● **To be done**
From the line that includes "Reviewer note: check that each instance of the green pool" to the last line of the data, quote each line precisely; both boundary lines belong in the answer.

Location identification items:

======

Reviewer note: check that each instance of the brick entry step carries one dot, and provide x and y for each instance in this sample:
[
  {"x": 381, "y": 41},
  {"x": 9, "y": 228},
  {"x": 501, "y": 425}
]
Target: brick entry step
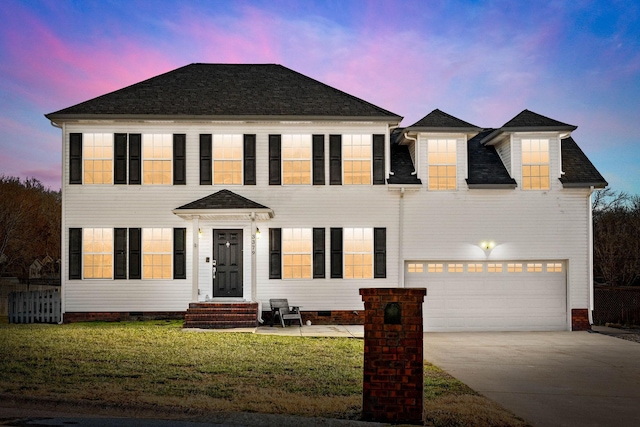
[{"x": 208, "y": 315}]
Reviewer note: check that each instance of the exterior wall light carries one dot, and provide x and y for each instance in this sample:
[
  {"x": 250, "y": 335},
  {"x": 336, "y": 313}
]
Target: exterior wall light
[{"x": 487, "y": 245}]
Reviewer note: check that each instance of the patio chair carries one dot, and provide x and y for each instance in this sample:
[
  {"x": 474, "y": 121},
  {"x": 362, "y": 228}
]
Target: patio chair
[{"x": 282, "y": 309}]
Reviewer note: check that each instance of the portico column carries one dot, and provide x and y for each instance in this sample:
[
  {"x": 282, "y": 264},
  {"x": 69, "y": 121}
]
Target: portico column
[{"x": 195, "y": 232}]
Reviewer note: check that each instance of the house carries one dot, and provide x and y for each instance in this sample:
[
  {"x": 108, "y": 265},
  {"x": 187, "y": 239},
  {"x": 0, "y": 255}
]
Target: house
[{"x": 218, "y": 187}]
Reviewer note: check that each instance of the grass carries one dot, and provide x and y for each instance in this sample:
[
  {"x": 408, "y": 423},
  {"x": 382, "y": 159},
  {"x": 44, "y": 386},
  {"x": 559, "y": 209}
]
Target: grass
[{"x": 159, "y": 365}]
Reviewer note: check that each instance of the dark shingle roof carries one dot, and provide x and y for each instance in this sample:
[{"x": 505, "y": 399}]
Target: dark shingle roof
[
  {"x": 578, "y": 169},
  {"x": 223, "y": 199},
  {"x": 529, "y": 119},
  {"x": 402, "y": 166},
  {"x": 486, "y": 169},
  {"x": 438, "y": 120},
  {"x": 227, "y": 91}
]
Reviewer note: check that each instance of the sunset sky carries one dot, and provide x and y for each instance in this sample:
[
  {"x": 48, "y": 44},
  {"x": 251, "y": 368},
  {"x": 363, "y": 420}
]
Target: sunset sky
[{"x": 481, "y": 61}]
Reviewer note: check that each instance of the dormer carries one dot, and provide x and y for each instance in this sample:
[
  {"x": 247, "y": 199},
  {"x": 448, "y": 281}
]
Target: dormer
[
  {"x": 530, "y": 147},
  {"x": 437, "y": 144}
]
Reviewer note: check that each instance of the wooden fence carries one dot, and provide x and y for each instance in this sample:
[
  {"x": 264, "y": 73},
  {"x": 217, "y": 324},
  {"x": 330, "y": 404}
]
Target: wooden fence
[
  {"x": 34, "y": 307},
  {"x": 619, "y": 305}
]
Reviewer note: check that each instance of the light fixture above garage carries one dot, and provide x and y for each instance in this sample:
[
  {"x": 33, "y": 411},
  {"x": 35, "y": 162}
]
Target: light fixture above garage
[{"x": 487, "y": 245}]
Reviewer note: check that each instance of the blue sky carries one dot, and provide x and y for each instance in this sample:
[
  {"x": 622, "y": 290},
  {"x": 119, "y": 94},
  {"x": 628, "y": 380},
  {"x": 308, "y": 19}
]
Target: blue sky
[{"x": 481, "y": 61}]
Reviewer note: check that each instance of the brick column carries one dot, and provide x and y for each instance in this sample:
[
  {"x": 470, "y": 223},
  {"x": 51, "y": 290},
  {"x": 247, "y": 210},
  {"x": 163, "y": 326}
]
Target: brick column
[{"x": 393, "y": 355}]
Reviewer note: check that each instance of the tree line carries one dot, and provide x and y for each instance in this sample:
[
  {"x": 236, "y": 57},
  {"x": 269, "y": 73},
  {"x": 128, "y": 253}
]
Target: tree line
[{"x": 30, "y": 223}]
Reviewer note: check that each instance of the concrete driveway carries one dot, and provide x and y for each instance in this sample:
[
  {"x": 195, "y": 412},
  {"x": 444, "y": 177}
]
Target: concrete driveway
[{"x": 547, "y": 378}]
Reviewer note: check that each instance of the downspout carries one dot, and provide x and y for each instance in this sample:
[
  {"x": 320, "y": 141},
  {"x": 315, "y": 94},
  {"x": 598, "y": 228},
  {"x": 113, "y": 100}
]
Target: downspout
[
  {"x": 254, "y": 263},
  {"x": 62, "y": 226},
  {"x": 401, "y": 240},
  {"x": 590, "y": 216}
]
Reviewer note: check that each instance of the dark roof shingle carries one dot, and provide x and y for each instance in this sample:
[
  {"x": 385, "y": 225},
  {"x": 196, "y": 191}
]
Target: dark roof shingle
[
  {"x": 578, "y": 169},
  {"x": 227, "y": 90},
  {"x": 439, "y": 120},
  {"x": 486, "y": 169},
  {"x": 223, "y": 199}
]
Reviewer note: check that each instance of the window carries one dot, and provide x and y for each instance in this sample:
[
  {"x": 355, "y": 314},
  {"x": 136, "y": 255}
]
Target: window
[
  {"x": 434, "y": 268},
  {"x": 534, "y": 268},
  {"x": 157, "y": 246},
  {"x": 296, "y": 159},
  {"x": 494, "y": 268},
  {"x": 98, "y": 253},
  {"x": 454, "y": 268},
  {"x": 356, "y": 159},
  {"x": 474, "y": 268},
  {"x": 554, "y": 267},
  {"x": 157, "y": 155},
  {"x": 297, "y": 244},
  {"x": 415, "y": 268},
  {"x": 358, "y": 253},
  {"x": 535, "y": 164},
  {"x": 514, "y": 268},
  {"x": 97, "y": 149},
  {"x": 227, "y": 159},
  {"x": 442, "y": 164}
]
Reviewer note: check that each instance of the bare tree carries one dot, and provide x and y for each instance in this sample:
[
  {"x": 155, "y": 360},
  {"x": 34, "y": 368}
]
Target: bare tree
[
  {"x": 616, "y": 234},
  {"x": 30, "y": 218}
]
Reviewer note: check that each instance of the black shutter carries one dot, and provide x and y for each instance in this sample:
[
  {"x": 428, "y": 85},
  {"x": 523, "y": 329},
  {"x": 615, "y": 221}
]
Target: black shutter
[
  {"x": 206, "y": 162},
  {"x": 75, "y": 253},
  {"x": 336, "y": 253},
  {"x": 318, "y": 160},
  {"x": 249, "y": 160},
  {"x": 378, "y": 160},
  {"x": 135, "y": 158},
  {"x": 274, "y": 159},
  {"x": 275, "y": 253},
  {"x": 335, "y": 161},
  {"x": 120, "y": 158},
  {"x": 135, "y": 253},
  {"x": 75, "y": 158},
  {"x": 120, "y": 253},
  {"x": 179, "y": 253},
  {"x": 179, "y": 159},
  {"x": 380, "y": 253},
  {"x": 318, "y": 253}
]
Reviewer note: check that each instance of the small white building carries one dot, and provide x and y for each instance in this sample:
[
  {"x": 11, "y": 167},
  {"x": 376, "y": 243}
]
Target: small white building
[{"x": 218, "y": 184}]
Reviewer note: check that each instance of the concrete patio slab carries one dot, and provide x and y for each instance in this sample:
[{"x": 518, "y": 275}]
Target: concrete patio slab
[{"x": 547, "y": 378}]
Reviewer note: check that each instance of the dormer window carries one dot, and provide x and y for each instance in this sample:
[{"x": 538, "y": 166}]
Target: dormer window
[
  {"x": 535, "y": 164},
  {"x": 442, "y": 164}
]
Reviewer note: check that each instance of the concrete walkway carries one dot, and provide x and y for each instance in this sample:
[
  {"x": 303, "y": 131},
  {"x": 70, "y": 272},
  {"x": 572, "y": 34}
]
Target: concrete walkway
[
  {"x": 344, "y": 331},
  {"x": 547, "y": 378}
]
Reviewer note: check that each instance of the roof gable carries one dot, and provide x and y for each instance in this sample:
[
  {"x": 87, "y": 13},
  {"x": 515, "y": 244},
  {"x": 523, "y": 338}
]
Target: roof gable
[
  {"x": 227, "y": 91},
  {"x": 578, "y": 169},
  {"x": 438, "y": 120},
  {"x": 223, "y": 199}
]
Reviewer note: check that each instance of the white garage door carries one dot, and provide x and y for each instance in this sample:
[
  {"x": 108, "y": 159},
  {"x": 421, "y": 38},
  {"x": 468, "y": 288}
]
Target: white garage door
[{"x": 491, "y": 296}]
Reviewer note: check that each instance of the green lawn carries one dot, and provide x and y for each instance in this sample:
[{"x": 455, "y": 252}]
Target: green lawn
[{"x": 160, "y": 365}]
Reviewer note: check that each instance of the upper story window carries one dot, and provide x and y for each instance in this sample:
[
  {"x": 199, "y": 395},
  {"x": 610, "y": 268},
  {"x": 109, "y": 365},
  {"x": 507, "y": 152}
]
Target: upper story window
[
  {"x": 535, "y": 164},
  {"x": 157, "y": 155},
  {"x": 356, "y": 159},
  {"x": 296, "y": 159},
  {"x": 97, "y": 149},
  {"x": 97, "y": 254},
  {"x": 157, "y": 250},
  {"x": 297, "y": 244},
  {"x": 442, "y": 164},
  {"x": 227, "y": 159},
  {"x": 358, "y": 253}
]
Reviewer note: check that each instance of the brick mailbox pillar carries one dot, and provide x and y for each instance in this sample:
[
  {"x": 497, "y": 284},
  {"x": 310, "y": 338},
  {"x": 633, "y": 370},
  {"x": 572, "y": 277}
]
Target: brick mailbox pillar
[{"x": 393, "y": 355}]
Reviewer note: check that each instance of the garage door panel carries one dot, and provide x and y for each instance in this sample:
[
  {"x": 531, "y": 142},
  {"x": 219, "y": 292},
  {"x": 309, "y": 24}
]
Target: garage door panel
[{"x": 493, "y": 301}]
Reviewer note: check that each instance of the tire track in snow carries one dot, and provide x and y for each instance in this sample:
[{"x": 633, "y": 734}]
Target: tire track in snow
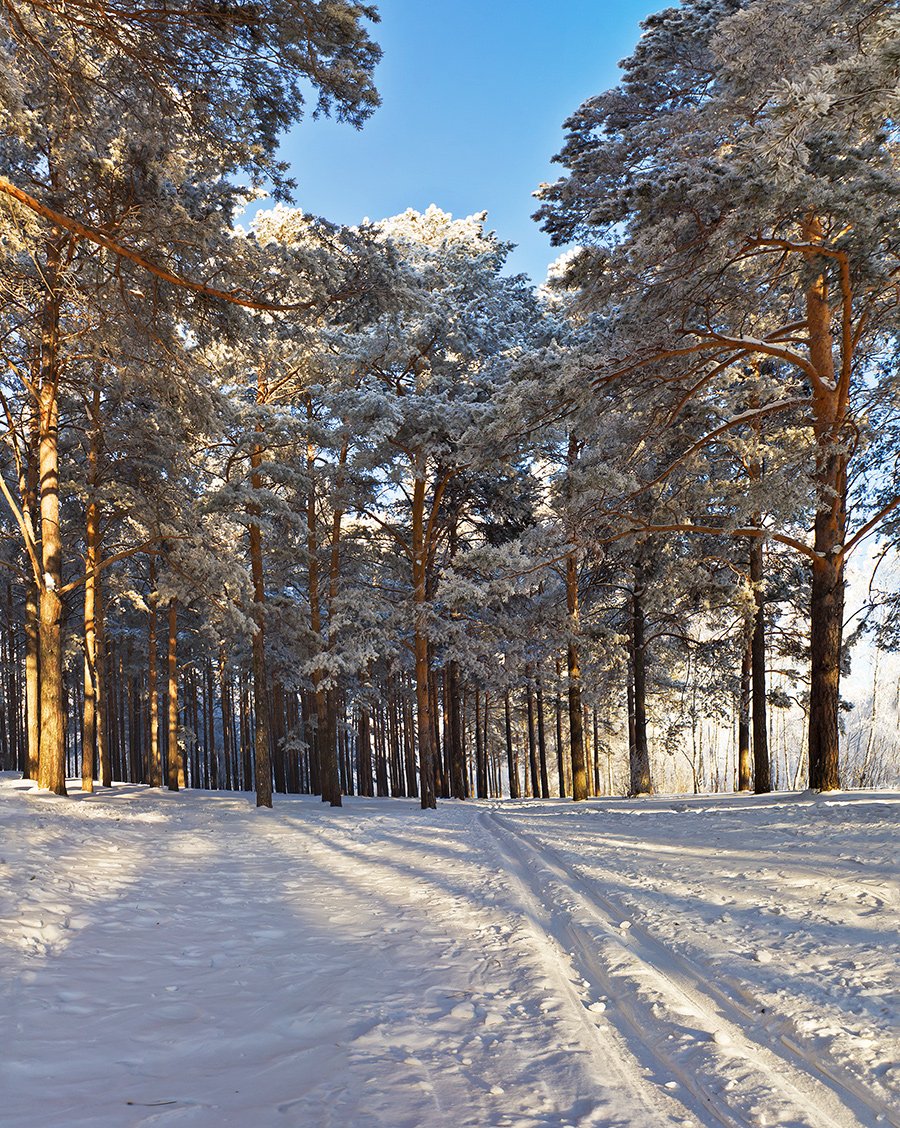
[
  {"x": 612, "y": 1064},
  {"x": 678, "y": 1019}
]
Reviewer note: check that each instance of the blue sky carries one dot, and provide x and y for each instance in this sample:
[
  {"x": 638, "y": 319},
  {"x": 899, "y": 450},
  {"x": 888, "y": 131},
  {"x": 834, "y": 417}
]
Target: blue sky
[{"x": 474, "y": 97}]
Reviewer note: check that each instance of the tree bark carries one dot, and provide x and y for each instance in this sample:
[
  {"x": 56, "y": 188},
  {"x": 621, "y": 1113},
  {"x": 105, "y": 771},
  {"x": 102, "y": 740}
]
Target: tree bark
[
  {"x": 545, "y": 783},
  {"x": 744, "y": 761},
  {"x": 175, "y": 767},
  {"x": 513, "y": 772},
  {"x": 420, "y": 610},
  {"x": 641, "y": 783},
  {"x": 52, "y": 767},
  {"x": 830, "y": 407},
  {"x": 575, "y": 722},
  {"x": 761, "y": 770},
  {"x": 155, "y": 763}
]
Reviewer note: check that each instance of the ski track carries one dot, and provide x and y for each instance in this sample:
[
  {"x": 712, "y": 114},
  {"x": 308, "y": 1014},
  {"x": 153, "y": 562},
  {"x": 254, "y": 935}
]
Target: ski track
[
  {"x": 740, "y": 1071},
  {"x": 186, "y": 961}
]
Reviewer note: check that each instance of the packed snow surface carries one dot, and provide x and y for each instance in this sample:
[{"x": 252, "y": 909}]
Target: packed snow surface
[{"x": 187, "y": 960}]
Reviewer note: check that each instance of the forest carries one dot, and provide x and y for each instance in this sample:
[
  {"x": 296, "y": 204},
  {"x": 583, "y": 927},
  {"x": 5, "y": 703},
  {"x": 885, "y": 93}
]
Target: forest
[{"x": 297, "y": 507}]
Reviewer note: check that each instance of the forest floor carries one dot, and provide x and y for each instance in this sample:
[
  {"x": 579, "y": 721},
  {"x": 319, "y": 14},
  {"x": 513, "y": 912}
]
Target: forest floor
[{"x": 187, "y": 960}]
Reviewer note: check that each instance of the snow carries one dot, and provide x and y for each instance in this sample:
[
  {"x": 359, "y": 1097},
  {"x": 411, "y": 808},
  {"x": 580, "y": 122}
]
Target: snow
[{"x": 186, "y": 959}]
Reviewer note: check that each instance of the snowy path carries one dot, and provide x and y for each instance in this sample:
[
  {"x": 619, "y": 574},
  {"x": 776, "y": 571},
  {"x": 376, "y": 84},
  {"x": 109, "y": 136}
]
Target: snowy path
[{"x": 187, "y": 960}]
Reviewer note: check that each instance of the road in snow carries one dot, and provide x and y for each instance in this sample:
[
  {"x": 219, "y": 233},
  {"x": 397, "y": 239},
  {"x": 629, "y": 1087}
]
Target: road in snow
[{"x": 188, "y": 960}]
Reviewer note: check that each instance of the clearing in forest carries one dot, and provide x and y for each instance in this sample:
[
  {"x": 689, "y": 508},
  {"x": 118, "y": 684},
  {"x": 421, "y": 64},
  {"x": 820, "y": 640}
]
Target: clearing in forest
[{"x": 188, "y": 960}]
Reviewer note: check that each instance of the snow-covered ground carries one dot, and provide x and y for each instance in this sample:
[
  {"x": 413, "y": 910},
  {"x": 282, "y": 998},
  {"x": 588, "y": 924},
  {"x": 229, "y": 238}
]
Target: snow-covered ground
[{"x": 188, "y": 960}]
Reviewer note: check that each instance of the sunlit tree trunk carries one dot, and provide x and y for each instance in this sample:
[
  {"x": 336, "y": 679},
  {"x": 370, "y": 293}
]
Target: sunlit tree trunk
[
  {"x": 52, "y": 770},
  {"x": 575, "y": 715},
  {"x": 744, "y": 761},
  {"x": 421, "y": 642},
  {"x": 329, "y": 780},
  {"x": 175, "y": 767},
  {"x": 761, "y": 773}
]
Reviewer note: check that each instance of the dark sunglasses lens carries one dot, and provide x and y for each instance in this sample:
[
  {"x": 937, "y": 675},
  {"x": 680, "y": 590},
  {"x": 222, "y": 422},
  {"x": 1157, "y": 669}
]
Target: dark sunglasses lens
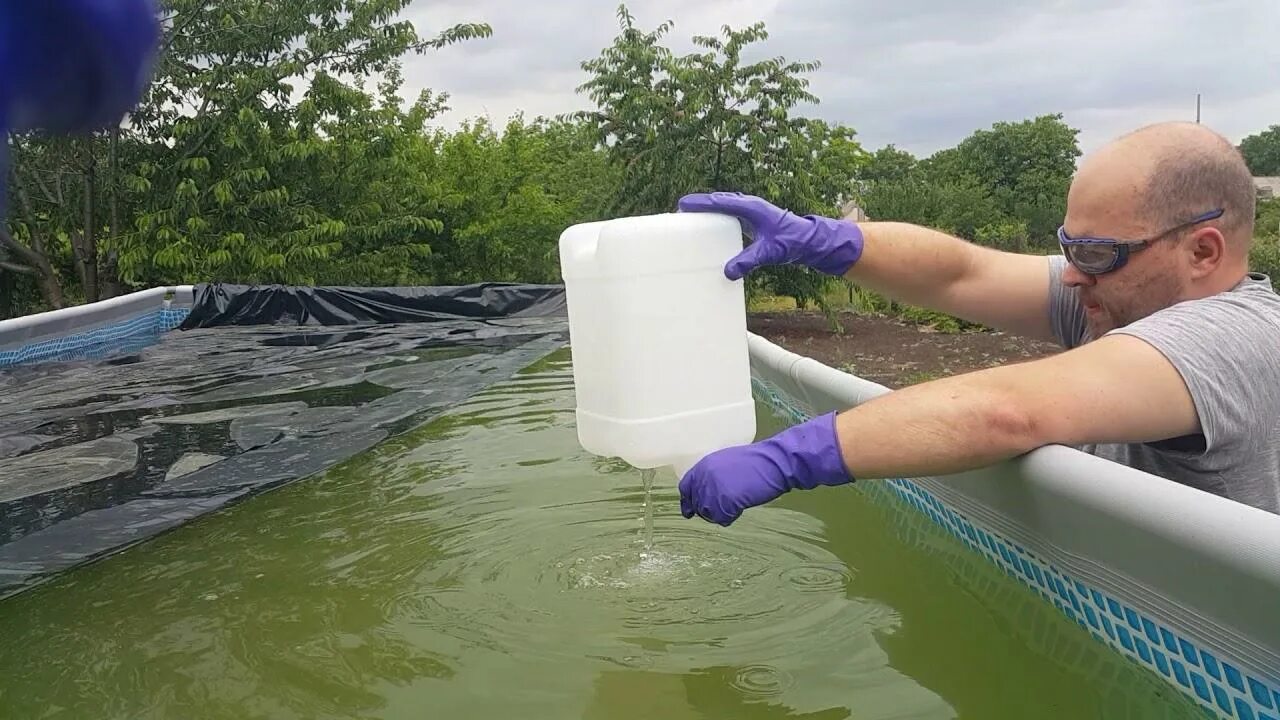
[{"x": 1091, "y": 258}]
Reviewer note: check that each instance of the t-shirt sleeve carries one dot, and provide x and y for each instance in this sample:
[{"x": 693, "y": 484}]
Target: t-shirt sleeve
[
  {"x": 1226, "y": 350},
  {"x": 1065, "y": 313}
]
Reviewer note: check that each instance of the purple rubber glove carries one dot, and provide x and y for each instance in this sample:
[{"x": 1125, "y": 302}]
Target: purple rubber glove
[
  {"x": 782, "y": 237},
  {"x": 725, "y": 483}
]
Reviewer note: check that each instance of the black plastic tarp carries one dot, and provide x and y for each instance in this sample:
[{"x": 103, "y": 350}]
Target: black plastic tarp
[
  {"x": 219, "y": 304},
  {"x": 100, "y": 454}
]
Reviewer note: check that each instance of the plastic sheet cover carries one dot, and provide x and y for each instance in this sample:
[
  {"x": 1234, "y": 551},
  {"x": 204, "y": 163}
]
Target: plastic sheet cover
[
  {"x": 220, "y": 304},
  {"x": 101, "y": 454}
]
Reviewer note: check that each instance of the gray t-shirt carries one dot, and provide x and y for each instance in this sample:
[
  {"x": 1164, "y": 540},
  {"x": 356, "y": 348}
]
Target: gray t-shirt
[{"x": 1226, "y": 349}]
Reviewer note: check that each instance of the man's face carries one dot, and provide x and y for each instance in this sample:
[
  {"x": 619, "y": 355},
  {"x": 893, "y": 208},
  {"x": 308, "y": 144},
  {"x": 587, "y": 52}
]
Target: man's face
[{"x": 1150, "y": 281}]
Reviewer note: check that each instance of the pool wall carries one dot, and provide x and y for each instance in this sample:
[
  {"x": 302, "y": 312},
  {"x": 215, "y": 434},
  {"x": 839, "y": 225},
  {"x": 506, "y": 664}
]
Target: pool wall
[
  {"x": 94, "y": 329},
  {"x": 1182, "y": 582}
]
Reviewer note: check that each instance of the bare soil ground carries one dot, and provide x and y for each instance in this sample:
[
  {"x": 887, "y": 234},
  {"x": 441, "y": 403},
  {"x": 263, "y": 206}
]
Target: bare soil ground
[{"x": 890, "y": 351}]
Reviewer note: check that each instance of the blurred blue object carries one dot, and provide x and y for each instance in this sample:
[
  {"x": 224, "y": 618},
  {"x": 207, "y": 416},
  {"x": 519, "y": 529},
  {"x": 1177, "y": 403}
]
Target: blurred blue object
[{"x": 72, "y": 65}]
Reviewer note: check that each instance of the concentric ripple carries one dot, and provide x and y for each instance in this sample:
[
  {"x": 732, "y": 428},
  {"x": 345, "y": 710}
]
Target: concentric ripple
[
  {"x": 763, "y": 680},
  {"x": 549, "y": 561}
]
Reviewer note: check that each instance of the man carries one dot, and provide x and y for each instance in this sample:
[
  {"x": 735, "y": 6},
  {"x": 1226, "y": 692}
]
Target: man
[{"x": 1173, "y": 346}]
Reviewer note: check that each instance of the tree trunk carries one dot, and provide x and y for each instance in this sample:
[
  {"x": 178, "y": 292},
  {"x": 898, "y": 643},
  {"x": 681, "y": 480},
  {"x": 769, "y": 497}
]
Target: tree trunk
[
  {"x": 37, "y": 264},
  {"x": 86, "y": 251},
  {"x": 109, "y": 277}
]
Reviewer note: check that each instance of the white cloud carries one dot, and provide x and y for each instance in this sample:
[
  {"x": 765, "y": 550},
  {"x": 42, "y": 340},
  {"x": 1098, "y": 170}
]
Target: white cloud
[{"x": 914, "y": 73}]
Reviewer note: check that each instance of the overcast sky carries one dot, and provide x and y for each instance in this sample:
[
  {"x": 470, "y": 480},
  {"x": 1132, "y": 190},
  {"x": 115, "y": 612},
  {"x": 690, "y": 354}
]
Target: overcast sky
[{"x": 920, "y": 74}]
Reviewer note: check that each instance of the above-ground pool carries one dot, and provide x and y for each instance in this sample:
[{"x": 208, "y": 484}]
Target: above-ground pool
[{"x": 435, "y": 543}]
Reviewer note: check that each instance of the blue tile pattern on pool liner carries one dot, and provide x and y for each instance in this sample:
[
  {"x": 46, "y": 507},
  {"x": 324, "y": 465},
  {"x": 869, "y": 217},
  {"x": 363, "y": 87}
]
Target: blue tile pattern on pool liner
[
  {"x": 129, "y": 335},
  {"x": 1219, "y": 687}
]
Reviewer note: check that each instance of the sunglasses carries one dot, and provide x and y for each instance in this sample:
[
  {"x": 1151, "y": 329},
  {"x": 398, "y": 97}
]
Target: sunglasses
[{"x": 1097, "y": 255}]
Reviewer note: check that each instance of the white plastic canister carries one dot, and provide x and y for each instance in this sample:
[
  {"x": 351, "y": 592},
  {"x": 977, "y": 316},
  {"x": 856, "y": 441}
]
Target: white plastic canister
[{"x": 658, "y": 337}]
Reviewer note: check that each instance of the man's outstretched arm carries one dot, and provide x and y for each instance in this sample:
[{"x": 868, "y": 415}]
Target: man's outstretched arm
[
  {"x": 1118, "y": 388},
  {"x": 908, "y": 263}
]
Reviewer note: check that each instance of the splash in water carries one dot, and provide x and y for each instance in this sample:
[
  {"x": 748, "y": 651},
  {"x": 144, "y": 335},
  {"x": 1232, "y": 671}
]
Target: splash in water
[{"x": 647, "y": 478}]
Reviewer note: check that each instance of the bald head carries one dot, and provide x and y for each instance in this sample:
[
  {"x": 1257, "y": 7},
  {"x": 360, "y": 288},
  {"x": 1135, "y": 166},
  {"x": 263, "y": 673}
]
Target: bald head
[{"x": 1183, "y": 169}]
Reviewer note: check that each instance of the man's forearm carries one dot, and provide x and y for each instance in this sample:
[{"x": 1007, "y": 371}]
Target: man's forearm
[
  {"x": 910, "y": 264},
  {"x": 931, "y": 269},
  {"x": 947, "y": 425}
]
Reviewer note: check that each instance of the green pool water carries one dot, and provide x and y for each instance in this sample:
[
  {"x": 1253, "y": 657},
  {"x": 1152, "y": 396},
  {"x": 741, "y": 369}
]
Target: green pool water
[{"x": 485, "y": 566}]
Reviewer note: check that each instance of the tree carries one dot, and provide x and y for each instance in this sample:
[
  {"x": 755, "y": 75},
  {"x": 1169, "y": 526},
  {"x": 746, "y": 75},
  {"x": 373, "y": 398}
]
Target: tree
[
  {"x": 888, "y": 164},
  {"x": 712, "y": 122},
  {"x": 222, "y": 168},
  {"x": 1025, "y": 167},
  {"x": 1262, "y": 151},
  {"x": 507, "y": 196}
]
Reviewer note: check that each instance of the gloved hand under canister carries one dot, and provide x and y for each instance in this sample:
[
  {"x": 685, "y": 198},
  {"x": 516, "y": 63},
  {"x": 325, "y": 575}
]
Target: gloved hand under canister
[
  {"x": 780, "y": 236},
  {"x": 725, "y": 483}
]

======

● **Expected output**
Reviewer note: check that each instance of the green pool water carries one dot, and provide x and y for each instance in this sample:
[
  {"x": 1253, "y": 657},
  {"x": 1152, "y": 396},
  {"x": 741, "y": 369}
]
Target: green pool water
[{"x": 485, "y": 566}]
Reviewer note: check that each instance of the tree carries one dot, and provide x and y for each instance in this sample:
[
  {"x": 755, "y": 75},
  {"x": 1169, "y": 526},
  {"x": 746, "y": 75},
  {"x": 373, "y": 398}
]
Target: tree
[
  {"x": 888, "y": 164},
  {"x": 712, "y": 122},
  {"x": 222, "y": 168},
  {"x": 1025, "y": 167},
  {"x": 1262, "y": 151},
  {"x": 507, "y": 196}
]
Reviewer note: check that each instance of the gloved hand under canister carries one dot, and provide x and y for each instance in this sample:
[
  {"x": 685, "y": 198},
  {"x": 516, "y": 63},
  {"x": 325, "y": 575}
]
Target: gloved hand under canister
[
  {"x": 780, "y": 236},
  {"x": 725, "y": 483}
]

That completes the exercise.